__Task goal__. Please set down the data word for word; images do not go in the copy.
——
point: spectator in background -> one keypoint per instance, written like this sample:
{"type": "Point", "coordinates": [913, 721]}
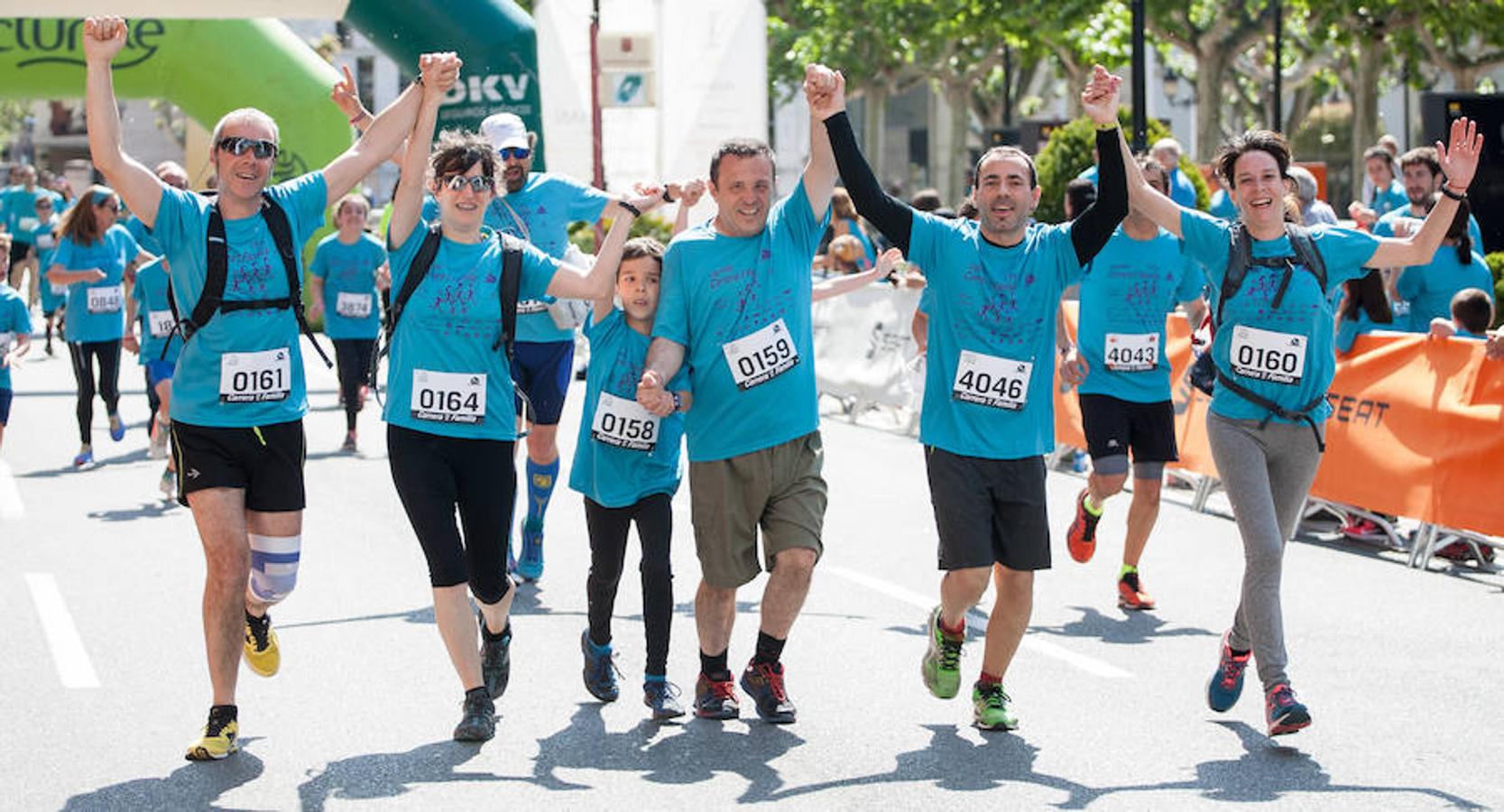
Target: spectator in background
{"type": "Point", "coordinates": [1167, 152]}
{"type": "Point", "coordinates": [1387, 196]}
{"type": "Point", "coordinates": [1314, 209]}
——
__Exercise response__.
point: spectator in background -> one keypoint per instance, written like this sample:
{"type": "Point", "coordinates": [913, 721]}
Target: spectator in background
{"type": "Point", "coordinates": [1167, 152]}
{"type": "Point", "coordinates": [1387, 196]}
{"type": "Point", "coordinates": [1314, 209]}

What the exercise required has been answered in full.